PAGINA 4         - 24

Libia: verso un’altra campagna di guerra

Il 22 marzo scorso Sidney Blumenthal, consulente della Fondazione Clinton, scriveva a Hillary Clinton, attuale Segretario di Stato USA che, a fine febbraio del 2011, alcuni funzionari del Dgse (il servizio segreto francese) avevano avuto una serie di incontri riservati con il leader del National Libyan Council Mustafà Jalil, nel corso dei quali erano stati presi accordi perché il nuovo governo libico favorisse le aziende e gli interessi nazionali francesi, soprattutto per quanto riguarda l’industria petrolifera.
«La Francia - scriveva Blumenthal - porta avanti un programma per spingere il nuovo governo a riservare il 35 per cento dei contratti petroliferi ad aziende francesi, in particolare la Total». E aggiungeva che Jalil sarebbe stato pronto a favorire aziende francesi, inglesi e statunitensi, mentre invece era ostile all’ENI e al governo italiano.
La Francia di Hollande e l’Inghilterra di Cameron vogliono dunque assicurarsi una buona fetta del petrolio libico, ai danni dell’industria petrolifera italiana. Ma, per far questo, debbono avere non soltanto il consenso del governo libico, ma il pieno controllo del territorio, una parte del quale è ormai occupata dall’Isis intorno alla roccaforte di Sirte.
Nella prima metà di gennaio l’obbiettivo che la Francia imperialista di Hollande si era data (dopo aver ottenuto l’applicazione dell’art. 42.7 del Trattato dell’Unione Europea sulla cosiddetta "solidarietà" in caso di aggressione) era molto chiaro: bombardare subito. E tutto era pronto: aerei da ricognizione, aerei da bombardamento, aerei da rifornimento in volo, elicotteri, droni, forze speciali in territorio libico per guidare i missili e le bombe a guida laser sugli obbiettivi prescelti. Il governo imperialista di Cameron, che ha anch’esso deciso di partecipare ai bombardamenti, aveva già offerto alla Francia la base della Raf di Akrotiri a Cipro.

### CONSEGNE
- A) Secondo il testo sulla Libia, quale base aveva offerto alla Francia il governo di Cameron?
- B) Trasforma in un elenco puntato il paragrafo del testo sulla Libia che comincia con "Nella prima metà di gennaio", conservandone i fatti principali.
- C) Riprendi il testo sulla Libia dopo la sua ultima frase e scrivi un paragrafo che lo prosegua.

### MATERIALE FORNITO
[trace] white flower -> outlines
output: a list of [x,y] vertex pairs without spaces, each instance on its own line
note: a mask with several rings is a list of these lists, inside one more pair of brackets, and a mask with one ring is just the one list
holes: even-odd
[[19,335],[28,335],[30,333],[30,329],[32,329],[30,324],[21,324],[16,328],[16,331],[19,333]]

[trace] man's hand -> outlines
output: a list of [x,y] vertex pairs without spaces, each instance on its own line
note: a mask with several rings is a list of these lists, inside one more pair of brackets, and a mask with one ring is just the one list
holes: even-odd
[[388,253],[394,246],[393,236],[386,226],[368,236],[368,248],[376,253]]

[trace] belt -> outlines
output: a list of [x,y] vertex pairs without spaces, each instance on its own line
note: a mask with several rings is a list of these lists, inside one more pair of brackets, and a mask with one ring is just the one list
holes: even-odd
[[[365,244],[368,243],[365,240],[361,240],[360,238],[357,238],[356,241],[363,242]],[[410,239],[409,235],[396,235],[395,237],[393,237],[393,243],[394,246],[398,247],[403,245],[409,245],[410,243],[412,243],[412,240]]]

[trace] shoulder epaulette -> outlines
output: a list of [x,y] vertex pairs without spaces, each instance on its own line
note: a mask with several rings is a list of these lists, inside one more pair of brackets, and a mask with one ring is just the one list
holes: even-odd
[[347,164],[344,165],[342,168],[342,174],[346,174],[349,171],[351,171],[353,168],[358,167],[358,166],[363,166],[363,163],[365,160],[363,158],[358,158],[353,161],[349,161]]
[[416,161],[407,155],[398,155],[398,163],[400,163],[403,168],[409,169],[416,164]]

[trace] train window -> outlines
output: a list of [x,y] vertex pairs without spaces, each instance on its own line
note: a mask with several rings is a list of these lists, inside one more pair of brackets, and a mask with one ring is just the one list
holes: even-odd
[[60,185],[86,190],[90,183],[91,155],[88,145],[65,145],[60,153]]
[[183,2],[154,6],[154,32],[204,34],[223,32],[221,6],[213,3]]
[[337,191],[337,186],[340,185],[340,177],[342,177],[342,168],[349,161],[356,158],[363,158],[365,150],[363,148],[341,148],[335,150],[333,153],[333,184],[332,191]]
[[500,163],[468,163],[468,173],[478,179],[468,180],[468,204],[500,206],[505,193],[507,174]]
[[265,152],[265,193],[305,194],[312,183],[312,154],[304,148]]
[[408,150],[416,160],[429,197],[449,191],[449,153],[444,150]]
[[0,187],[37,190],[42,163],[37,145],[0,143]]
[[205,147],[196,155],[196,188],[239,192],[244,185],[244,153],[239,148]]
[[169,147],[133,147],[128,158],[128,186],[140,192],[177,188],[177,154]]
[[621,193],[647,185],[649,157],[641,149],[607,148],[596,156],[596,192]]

### RISPOSTE ALLE CONSEGNE
- A) La base della Raf di Akrotiri, a Cipro.

- B)
- Nella prima metà di gennaio la Francia di Hollande aveva come obiettivo bombardare subito.
- Prima aveva ottenuto l'applicazione dell'art. 42.7 del Trattato dell'Unione Europea sulla "solidarietà" in caso di aggressione.
- Tutto era pronto: aerei da ricognizione, da bombardamento e da rifornimento in volo, elicotteri, droni e forze speciali in territorio libico per guidare missili e bombe a guida laser.
- Anche il governo di Cameron aveva deciso di partecipare ai bombardamenti.
- Il governo di Cameron aveva già offerto alla Francia la base della Raf di Akrotiri, a Cipro.

- C)
Ma il governo imperialista italiano è intervenuto ai massimi livelli per sventare l’azione immediata, col pretesto che il «governo di unità nazionale» libico patrocinato dal mediatore ONU Kobler, non era ancora pronto; tuttavia, Renzi e i suoi ministri degli Esteri e della Difesa hanno affermato che anche l’Italia era pronta all’azione militare contro l’Isis, se fosse stata richiesta dal governo fantoccio libico.
Dopo il colpo ricevuto nel 2011, l’imperialismo italiano non può rinunciare al petrolio della Libia e ai profitti dell’ENI e, per ragioni geo-strategiche di influenza nel Mediterraneo, non può permettere che l’azione contro l’Isis sia compiuta a guida anglo-francese. Perciò spinge per un intervento più ampio, con la NATO e la UE.
Ma l’area del conflitto non sarebbe certo limitata all’altra riva del Mediterraneo.
I bombardamenti dovrebbero avere per obbiettivo anche i territori occupati dallo Stato islamico in Siria: Raqqa in primo luogo (che avrebbe anche un significato simbolico, perché lì sono stati progettati gli attentati di Parigi e di Beirut e quello contro l’aereo russo nel Sinai) e poi di nuovo l’Iraq, che dovrebbe essere la battaglia decisiva per le forze di terra, comprese quelle USA.
Non a caso l’armata brancaleone di Renzi, Pinotti e Gentiloni ha preso la sciagurata decisione di inviare i soldati a Mosul, una volta che avrà messo le mani sulle commesse milionarie della diga. Guerra e affari, si sa, vanno a braccetto.
La nuova aggressione imperialista in Libia si farà? Le premesse ci sono tutte. La formazione del nuovo governo libico diretto da Fayez Al Sarraj è stata accolta dai vari governi imperialisti (compreso quello di Renzi) come il segnale da tempo atteso.
Ma la situazione si è momentaneamente complicata perché il Parlamento di Tobruk ha negato la fiducia al nuovo governo di “riconciliazione”.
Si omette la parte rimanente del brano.